I know suction causes the poppets in foot valves to rise up while the pump is running but does that occur because the poppet is facing parallel to the flow of water?
Could the piston rise up if it's facing perpendicular to the water flow or will this not happen?

 

[pointsman]

Is the pressure inside the suction pipe less than atmospheric pressure? If so you will have a pressure difference across the cylinder, creating a force pushing the cylinder into the pipe. This assumes that the exterior face of the piston is exposed to atmospheric pressure.

Conversely, if the pressure in the tube is greater than atmospheric, the piston would be forced out. You could solve all this by having an actuator of some kind which controls the position of the cylinder. The actuator (like your seals) needs to be beefy enough to resist the pressure differentials in play.

 

[LittleInch]

Why not just connect the moving valve bit to your actuator stem?

But agree - not enough is known about whether you can get a higher pressure on the other side of the moving piston. If it exposed to atmospheric pressure and not connected tot he actuator stem then yes, it could move.

 

[Doug Hunter]

There is definitely a risk of that, but it depends on the numbers. An alternative design would be a piston bore and piston that run across the opening, with a flow window in the piston. That would remove the axial force imbalance, but you might still have a lateral imbalance in the flow direction to resolve.

 

[JBartlett]

Is the pressure inside the suction pipe less than atmospheric pressure? If so you will have a pressure difference across the cylinder, creating a force pushing the cylinder into the pipe. This assumes that the exterior face of the piston is exposed to atmospheric pressure.

Conversely, if the pressure in the tube is greater than atmospheric, the piston would be forced out. You could solve all this by having an actuator of some kind which controls the position of the cylinder. The actuator (like your seals) needs to be beefy enough to resist the pressure differentials in play.

Yes, the pressure inside the valve will be lower than atmospheric pressure.
Could the weight of a piston prevent itself from lifting up in a lower pressure area? The weight of the piston is about 240 grams.

 

[pointsman]

Yes, the pressure inside the valve will be lower than atmospheric pressure.
Could the weight of a piston prevent itself from lifting up in a lower pressure area? The weight of the piston is about 240 grams.

In theory it could, but won't your valve have a control device (like a handle, or threaded stem) that controls the position of the valve? I think this would be a better solution that relying on the valve's weight to keep it in place.

Have you ever seen a valve that uses its weight to stay in position? I haven't. Very often there is a need to install valves in positions other than vertical, and then your solution to rely on the valve's weight would not work. Also, if the valves weight keeps the valve open, how do you close it?

 

[LittleInch]

whats the diameter of the piston?

You seem to know its weight, so can you provide all the information?

 

[JBartlett]

whats the diameter of the piston?

You seem to know its weight, so can you provide all the information?

Sorry, the diameter is 16.00mm.
Is there any other information you need?

 

[JBartlett]

whats the diameter of the piston?

You seem to know its weight, so can you provide all the information?

Length is 70.00mm

 

[Snickster]

Why not just do a force balance on the piston.

Forces acting down is pressure of suction in absolute times area of piston, plus weight of piston, plus any frictional force of piston against sides of cylinder.

Force acting up is the pressure on bottom of piston times area of piston which would be 14.7 psia if bottom side of piston is vented to atmosphere.

Record list >>
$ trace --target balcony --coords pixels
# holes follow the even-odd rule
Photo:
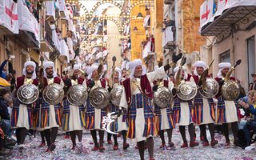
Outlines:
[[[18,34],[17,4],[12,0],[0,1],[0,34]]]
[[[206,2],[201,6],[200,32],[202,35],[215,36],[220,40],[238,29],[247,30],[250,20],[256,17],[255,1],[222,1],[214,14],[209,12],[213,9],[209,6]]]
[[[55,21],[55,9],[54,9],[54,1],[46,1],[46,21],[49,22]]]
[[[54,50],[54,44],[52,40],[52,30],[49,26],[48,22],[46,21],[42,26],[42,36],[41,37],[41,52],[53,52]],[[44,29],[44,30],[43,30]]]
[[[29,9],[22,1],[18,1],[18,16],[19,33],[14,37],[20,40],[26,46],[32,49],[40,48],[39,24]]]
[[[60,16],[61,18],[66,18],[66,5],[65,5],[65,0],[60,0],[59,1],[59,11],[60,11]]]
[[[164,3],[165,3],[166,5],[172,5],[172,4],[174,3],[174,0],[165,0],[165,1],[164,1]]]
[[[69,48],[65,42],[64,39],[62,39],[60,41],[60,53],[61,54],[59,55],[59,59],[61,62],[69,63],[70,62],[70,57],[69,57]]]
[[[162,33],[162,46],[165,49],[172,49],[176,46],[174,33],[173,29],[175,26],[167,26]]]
...
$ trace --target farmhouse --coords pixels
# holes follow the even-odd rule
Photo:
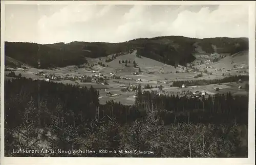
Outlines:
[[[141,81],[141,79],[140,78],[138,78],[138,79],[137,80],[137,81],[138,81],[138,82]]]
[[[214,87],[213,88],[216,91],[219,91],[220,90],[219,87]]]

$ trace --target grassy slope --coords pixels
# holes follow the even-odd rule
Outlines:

Problem set >>
1. What diameter does the forum thread give for the piston?
2. Update the passage of the forum thread that begins at the words "Why not just connect" and stops after "direction to resolve.", putting "valve spindle" wherever "actuator stem" appears.
3. Could you turn the paragraph of the forum thread opening with "There is definitely a risk of that" into a short bulleted list that keeps its main points?
You can set the items aside; nothing here depends on them.

Answers to each task >>
1. 16.00mm

2.
Why not just connect the moving valve bit to your valve spindle?

But agree - not enough is known about whether you can get a higher pressure on the other side of the moving piston. If it exposed to atmospheric pressure and not connected tot he valve spindle then yes, it could move.

 

[Doug Hunter]

There is definitely a risk of that, but it depends on the numbers. An alternative design would be a piston bore and piston that run across the opening, with a flow window in the piston. That would remove the axial force imbalance, but you might still have a lateral imbalance in the flow direction to resolve.

3.
- The risk is real, but it depends on the numbers.
- Alternative design: a piston bore and piston that run across the opening, with a flow window in the piston.
- This would remove the axial force imbalance.
- A lateral imbalance in the flow direction might still need to be resolved.